+++ Information given
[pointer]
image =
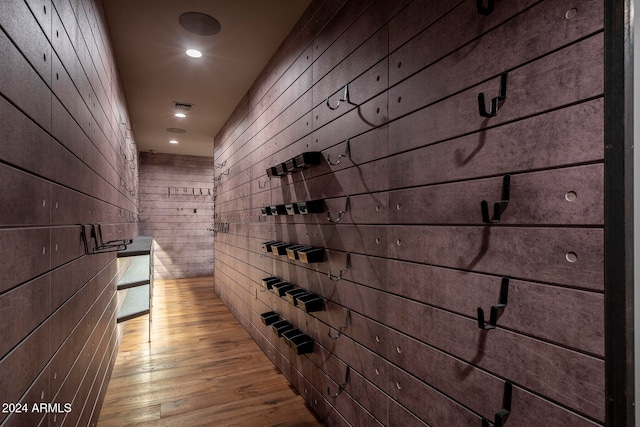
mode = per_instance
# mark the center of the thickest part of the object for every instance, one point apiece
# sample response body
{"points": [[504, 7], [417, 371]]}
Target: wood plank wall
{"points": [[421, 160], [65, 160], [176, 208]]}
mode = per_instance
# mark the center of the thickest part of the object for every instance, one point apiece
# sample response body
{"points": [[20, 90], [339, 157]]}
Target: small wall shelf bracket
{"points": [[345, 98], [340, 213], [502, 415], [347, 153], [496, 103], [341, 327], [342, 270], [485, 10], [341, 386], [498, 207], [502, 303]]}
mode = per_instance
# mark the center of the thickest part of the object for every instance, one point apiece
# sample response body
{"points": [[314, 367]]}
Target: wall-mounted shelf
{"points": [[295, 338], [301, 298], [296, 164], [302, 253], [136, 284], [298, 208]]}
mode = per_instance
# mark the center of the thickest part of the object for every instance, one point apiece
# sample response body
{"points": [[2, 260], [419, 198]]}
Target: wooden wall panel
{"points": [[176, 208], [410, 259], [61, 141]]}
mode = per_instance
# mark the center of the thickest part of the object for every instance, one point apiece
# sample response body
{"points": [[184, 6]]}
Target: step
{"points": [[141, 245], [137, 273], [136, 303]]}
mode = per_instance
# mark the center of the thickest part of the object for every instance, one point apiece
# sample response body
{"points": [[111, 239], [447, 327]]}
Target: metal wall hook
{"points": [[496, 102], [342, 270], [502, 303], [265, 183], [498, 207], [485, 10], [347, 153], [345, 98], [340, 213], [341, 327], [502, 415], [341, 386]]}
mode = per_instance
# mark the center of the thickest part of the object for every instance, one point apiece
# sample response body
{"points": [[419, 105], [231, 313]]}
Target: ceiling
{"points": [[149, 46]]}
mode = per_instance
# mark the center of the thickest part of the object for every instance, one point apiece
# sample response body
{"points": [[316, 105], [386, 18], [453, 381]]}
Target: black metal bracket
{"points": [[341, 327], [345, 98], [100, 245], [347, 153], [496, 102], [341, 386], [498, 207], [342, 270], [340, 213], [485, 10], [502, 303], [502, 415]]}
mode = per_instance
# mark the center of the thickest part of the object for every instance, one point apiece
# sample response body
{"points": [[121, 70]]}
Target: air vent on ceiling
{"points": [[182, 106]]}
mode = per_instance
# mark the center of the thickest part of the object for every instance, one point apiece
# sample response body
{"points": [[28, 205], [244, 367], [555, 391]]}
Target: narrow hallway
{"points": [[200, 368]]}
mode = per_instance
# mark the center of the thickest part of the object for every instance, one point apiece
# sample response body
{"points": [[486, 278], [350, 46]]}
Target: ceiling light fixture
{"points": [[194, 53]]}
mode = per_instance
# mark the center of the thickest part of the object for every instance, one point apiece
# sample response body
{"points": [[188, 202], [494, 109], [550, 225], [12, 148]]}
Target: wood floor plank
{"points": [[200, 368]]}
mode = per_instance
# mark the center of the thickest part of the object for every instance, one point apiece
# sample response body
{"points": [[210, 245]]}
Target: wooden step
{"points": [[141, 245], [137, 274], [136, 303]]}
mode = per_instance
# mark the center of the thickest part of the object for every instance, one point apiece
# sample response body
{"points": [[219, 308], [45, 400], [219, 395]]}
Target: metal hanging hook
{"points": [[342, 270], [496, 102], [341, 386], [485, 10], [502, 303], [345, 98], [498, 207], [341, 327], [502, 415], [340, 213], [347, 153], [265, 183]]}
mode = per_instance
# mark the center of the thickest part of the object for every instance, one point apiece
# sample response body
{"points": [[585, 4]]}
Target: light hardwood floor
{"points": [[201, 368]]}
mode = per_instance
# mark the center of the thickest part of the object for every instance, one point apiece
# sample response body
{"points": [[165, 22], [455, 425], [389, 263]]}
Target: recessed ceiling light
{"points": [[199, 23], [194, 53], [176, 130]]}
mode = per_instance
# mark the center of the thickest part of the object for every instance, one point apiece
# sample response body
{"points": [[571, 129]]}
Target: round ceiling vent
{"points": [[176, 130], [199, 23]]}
++++++
The records above are to be transcribed exactly, with every picture left out.

# Response below
[pointer]
image =
mode = per_instance
# mark the center of the thickest part of the object for every instance, one point apiece
# sample response body
{"points": [[504, 7], [417, 371]]}
Target: wood plank wall
{"points": [[421, 160], [65, 160], [176, 208]]}
mode = per_instance
# mark the center of the thickest part of the object for every instance, one point apiece
# sample response body
{"points": [[20, 90], [339, 157]]}
Target: small wall shelf bracket
{"points": [[345, 98], [340, 213], [502, 415], [347, 153], [496, 103], [341, 327], [342, 270], [485, 10], [341, 386], [498, 207], [502, 303]]}
mode = per_instance
# mark the center of the thickest part of the object for every instance, one point apiece
# sample response body
{"points": [[314, 367]]}
Target: wall-mounted shelf
{"points": [[295, 338], [301, 298], [296, 164], [302, 253], [136, 284], [298, 208]]}
mode = per_instance
# mark the center of the thickest part of the object for every instance, one point apiece
# sample response body
{"points": [[2, 260], [419, 198]]}
Target: wooden wall panel
{"points": [[176, 208], [410, 259], [61, 141]]}
mode = per_instance
# mark the center of the thickest part of the object for every instance, one point apiece
# sample response body
{"points": [[184, 6]]}
Target: step
{"points": [[141, 245], [137, 273], [136, 303]]}
mode = per_instance
# mark the center of the thickest part of the object for every instance, one point apiece
# sample response body
{"points": [[111, 239], [447, 327]]}
Target: metal wall hook
{"points": [[496, 102], [342, 270], [502, 303], [265, 183], [498, 207], [485, 10], [347, 153], [345, 98], [340, 213], [341, 327], [502, 415], [341, 386]]}
mode = per_instance
# mark the center of the thickest part of the object for every instance, one point apiece
# sample response body
{"points": [[419, 105], [231, 313]]}
Target: ceiling
{"points": [[149, 46]]}
mode = per_instance
# mark the center of the thickest part of the object for every instance, one point apiece
# sample response body
{"points": [[316, 105], [386, 18], [453, 381]]}
Target: black metal bracket
{"points": [[341, 327], [345, 98], [100, 245], [347, 153], [496, 102], [341, 386], [498, 207], [342, 270], [340, 213], [485, 10], [502, 303], [502, 415]]}
mode = per_instance
# mark the center of the thickest part of the object for every instance, one point apiece
# sample response body
{"points": [[121, 70]]}
Target: air vent on ceiling
{"points": [[182, 106]]}
mode = per_instance
# mark the center of the thickest part of the object for every instance, one point apiece
# sample response body
{"points": [[28, 205], [244, 367], [555, 391]]}
Target: narrow hallway
{"points": [[200, 368]]}
mode = per_instance
# mark the center of the thickest part of the object for every instance, one point apiece
# sample response body
{"points": [[486, 278], [350, 46]]}
Target: ceiling light fixture
{"points": [[194, 53]]}
mode = per_instance
# mark the center of the thickest part of the object for every instance, one point apiece
# sample response body
{"points": [[188, 202], [494, 109], [550, 225], [12, 148]]}
Target: wood floor plank
{"points": [[200, 368]]}
mode = per_instance
# mark the center of the thickest part of the object for every instance, one point apiece
# sample response body
{"points": [[210, 245]]}
Target: wooden step
{"points": [[141, 245], [137, 274], [136, 303]]}
mode = per_instance
# mark the center of the thickest part of the object for every instance, one point apiece
# sample response body
{"points": [[219, 308], [45, 400], [219, 395]]}
Target: metal hanging hook
{"points": [[342, 270], [496, 102], [341, 386], [485, 10], [502, 303], [345, 98], [498, 207], [341, 327], [502, 415], [340, 213], [347, 153], [265, 183]]}
mode = per_instance
# mark the center of the thickest part of the object for every instance, one point apiece
# sample response body
{"points": [[585, 4]]}
Target: light hardwood floor
{"points": [[201, 368]]}
mode = per_instance
# mark the center of the thickest part of the object for every instance, one point apiece
# sample response body
{"points": [[165, 22], [455, 425], [389, 263]]}
Target: recessed ceiling light
{"points": [[199, 23], [194, 53], [176, 130]]}
mode = per_instance
# mark the center of the thickest part of the object for every instance, one point apiece
# sample response body
{"points": [[571, 129]]}
Target: round ceiling vent
{"points": [[176, 130], [199, 23]]}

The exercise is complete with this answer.